Aim of the task: Recast every line of the listing below as a JSON list of strings, one string per line, leaving out blank lines and the pictures.

━━━━━ Input

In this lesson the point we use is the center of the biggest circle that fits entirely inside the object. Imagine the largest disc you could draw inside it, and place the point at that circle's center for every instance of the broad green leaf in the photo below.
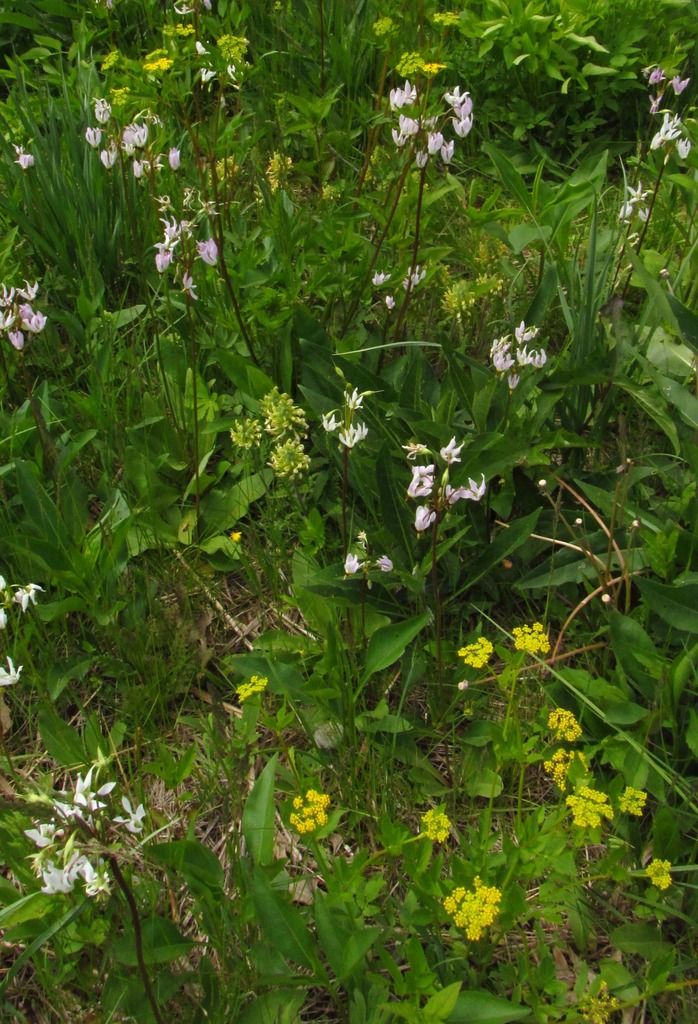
(162, 943)
(60, 740)
(390, 642)
(258, 816)
(485, 783)
(442, 1004)
(675, 603)
(281, 924)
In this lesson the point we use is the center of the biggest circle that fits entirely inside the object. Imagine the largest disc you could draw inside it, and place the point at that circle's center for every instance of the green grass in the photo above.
(171, 476)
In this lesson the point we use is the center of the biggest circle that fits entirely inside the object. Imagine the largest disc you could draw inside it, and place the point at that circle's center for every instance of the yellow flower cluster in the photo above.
(658, 871)
(590, 807)
(310, 812)
(477, 654)
(599, 1009)
(435, 825)
(475, 909)
(157, 61)
(633, 801)
(281, 415)
(246, 433)
(256, 684)
(446, 18)
(277, 170)
(559, 765)
(290, 459)
(384, 27)
(531, 639)
(119, 96)
(412, 64)
(233, 48)
(564, 725)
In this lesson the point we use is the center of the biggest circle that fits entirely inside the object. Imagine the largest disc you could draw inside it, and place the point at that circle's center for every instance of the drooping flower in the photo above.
(422, 482)
(451, 453)
(351, 564)
(208, 251)
(10, 675)
(93, 136)
(25, 160)
(424, 518)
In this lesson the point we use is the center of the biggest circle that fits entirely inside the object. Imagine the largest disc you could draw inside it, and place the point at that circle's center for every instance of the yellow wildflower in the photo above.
(477, 654)
(531, 639)
(410, 64)
(384, 27)
(277, 170)
(598, 1009)
(564, 725)
(658, 871)
(233, 48)
(559, 765)
(431, 68)
(633, 801)
(289, 459)
(246, 433)
(256, 684)
(157, 61)
(590, 807)
(435, 825)
(119, 96)
(446, 18)
(310, 812)
(475, 909)
(281, 415)
(111, 59)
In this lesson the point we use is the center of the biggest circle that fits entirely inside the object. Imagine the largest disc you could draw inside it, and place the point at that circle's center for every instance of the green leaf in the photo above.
(389, 643)
(274, 1008)
(442, 1004)
(198, 865)
(162, 943)
(258, 816)
(60, 740)
(675, 603)
(479, 1007)
(642, 939)
(485, 783)
(281, 924)
(651, 402)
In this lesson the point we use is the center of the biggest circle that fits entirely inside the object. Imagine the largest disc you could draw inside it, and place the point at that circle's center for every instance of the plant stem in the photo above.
(416, 252)
(137, 935)
(320, 7)
(438, 611)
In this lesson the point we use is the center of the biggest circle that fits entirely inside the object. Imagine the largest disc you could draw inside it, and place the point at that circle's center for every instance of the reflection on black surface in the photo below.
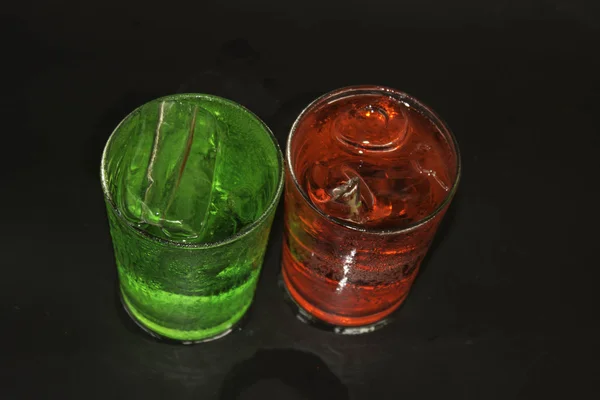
(285, 373)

━━━━━━━━━━

Full output:
[
  "In this lesson the point we use is the center of the biggest circle that fits entirely inside the object. Imagine the largest disc you could draw inside it, and place the point at that circle's center for every instance of the broad green leaf in the photo below.",
  "(162, 943)",
  "(60, 740)",
  "(390, 642)",
  "(258, 816)",
  "(485, 783)",
  "(442, 1004)",
  "(675, 603)",
  "(281, 924)",
  "In this lesson the point we use is the center of the biggest circle that fits entirely inside the object. Imagine the largest disc you could draw inside it, and place the point at that circle's center for every instance of the green grass in the photo above.",
  "(171, 476)",
  "In this lesson the point we use is the center of the biggest circle that fits entirely inside the object. Imagine the largest disc you could draw inside it, and place the point at that circle's center for every instance of the yellow flower cluster in the photo above.",
  "(658, 871)",
  "(590, 807)",
  "(310, 812)",
  "(477, 654)",
  "(599, 1009)",
  "(435, 825)",
  "(475, 909)",
  "(157, 61)",
  "(633, 801)",
  "(281, 415)",
  "(246, 433)",
  "(256, 684)",
  "(446, 18)",
  "(277, 170)",
  "(559, 765)",
  "(290, 459)",
  "(384, 27)",
  "(531, 639)",
  "(119, 96)",
  "(412, 64)",
  "(233, 48)",
  "(564, 725)",
  "In this lesson the point we use is the center of the biggest circle that fits entirely inside the object. Imagine the largest disc you could draw inside it, and place the point at that circle's center for every instance of the drooping flower in the photo above.",
  "(422, 482)",
  "(451, 453)",
  "(351, 564)",
  "(208, 251)",
  "(10, 675)",
  "(93, 136)",
  "(25, 160)",
  "(424, 518)",
  "In this lesson the point we use is the center of the biggest circle that fits entirely inside the object. Imagine the largest disc you could draw inside it, and place the point at that circle's center for every instance of the yellow wildflower in the photo above.",
  "(477, 654)",
  "(531, 639)",
  "(410, 64)",
  "(384, 27)",
  "(277, 170)",
  "(598, 1009)",
  "(564, 725)",
  "(658, 871)",
  "(233, 48)",
  "(559, 765)",
  "(431, 68)",
  "(633, 801)",
  "(289, 459)",
  "(246, 433)",
  "(256, 684)",
  "(157, 61)",
  "(590, 807)",
  "(435, 825)",
  "(119, 96)",
  "(446, 18)",
  "(310, 812)",
  "(475, 909)",
  "(281, 415)",
  "(111, 59)",
  "In this lesson the point we use is the center of the biggest circle that fits entirely inside the object. Imagine the largest disc you could draw inside it, and place the point at that circle's center for every instance of the green leaf in the photo above.",
  "(389, 643)",
  "(274, 1008)",
  "(442, 1004)",
  "(198, 865)",
  "(162, 943)",
  "(258, 816)",
  "(60, 740)",
  "(675, 603)",
  "(479, 1007)",
  "(642, 939)",
  "(485, 783)",
  "(281, 924)",
  "(651, 402)",
  "In this lesson the point we use is the center of the biggest circle that fits entirely inside the object. Imagine the largest disc you could draw inside it, and place the point at that circle's center for every instance of the plant stem in the photo above.",
  "(416, 252)",
  "(137, 935)",
  "(320, 7)",
  "(438, 611)",
  "In this lesson the point we use is the center of the biggest circle that fits entirely inside the object. Imagine the largest disc you could draw inside it, and place the point at that circle's center for every instance of the reflection on black surface in the photo below.",
  "(285, 373)"
]